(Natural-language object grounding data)
___

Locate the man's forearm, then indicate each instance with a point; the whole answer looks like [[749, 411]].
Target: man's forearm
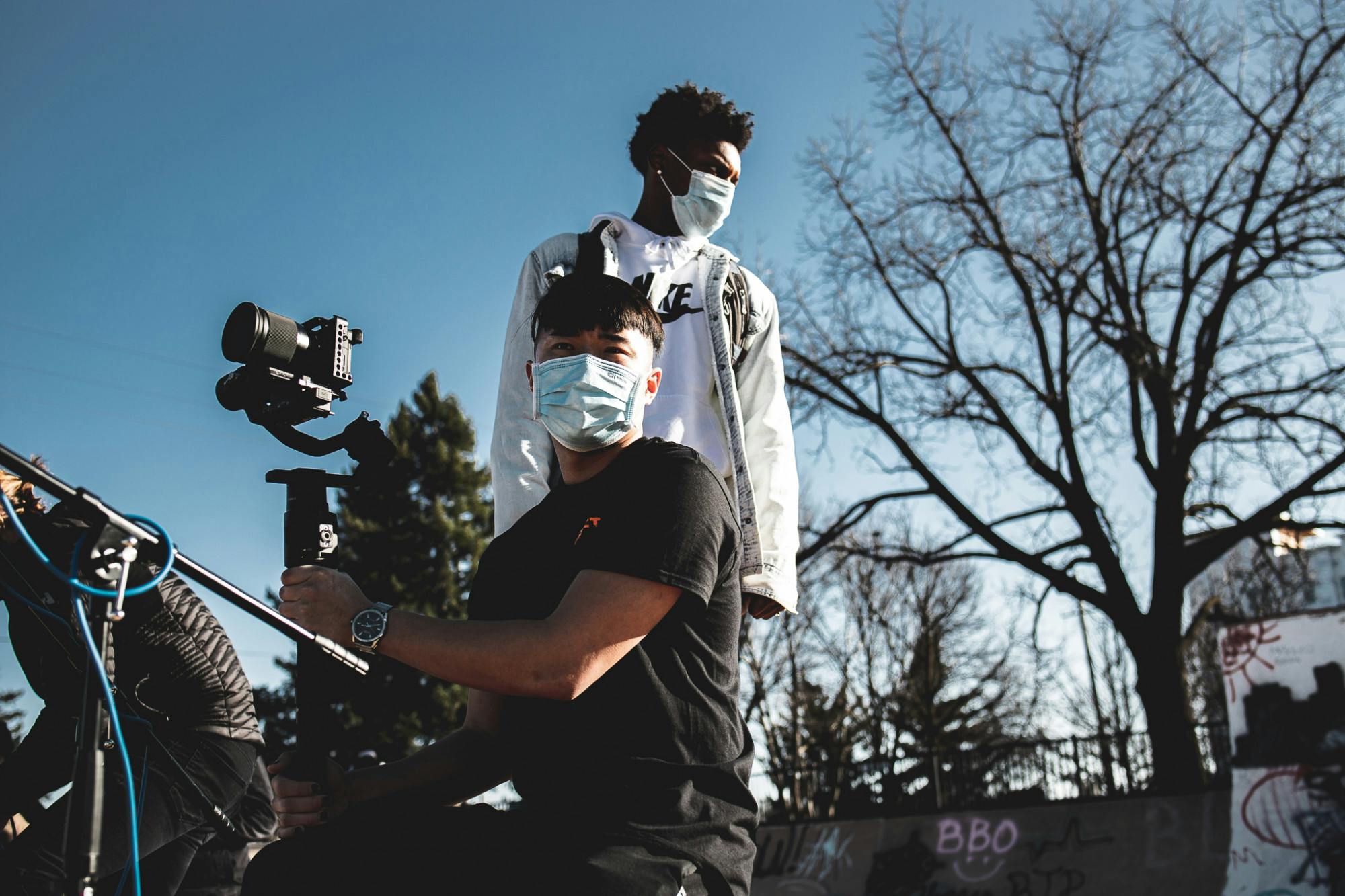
[[520, 658], [458, 767]]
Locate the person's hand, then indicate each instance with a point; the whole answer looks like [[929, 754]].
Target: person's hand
[[759, 606], [322, 600], [306, 803]]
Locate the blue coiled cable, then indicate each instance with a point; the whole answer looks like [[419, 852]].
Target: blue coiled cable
[[77, 603]]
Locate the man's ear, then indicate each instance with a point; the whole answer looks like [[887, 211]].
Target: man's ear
[[658, 159], [652, 384]]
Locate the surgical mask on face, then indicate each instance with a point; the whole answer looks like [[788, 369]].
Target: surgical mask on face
[[586, 403], [705, 205]]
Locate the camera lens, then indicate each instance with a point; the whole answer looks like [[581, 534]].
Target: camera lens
[[254, 334]]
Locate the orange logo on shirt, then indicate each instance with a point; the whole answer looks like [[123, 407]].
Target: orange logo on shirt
[[588, 524]]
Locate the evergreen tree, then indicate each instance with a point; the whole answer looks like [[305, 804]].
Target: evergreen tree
[[410, 537]]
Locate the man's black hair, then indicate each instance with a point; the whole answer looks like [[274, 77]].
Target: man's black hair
[[579, 303], [685, 114]]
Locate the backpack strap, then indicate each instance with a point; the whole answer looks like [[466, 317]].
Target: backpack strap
[[738, 310], [590, 261]]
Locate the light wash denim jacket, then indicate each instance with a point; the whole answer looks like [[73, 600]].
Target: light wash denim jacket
[[753, 408]]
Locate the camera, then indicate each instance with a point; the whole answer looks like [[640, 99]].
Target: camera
[[291, 370]]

___

◆ DESCRIPTION OF THE TASK ◆
Would you set down the records exactly, with no pictures included?

◆ RESULT OF THIS TASK ◆
Locate the man's forearm, then indicate each instance with a point; the whole answer looks like [[749, 411]].
Target: man's forearm
[[520, 658], [458, 767]]
Locate the person's hand, then indicate each instance with a point; the whole answer looks like [[929, 754]].
Target: person's hand
[[759, 606], [322, 600], [306, 803]]
Locate the blue coiled cable, then indicate each instance with a point; the whole answer looks like [[419, 852]].
Target: blue coiled cable
[[77, 603]]
Locate the man's ear, then indicate each instance with a point; the whole answer looks like [[887, 211]].
Target: man's ear
[[658, 159], [652, 384]]
Locate the surgical mask on face, then indicate each instance with a point; the whole answer looks like [[788, 369]].
Target: surgical mask on face
[[586, 403], [705, 205]]
Locate the camera lens, then indicate each instance with a point; the whole answer looks like [[581, 534]].
Target: camera lens
[[254, 334]]
Locate the orange logo on shirt, then indicate each instance with a point; the whole answer looks like [[123, 407]].
Target: orange logo on shirt
[[588, 524]]
Locate the evergreen tree, then indicate each instance with a point; the whole answer looks like [[305, 804]].
Target: evergreen tree
[[410, 537]]
Locate the man's black hair, then indicate each instance with a point; the whole answer looks like [[274, 77]].
Target: man's black hair
[[579, 303], [685, 114]]
Locate the backpack strap, then indicate each instance with a point; the whole answer looks like [[466, 317]].
Target: backpack strap
[[738, 310], [590, 261]]
Locate the light wash denim jacket, then indicate each instance with a point; the whole answer looks like [[73, 600]].
Target: light wash denim jacket
[[753, 408]]
Locate the camera, then indicate each instance with a point; the whole answer looks like [[640, 99]].
Target: camera
[[291, 370]]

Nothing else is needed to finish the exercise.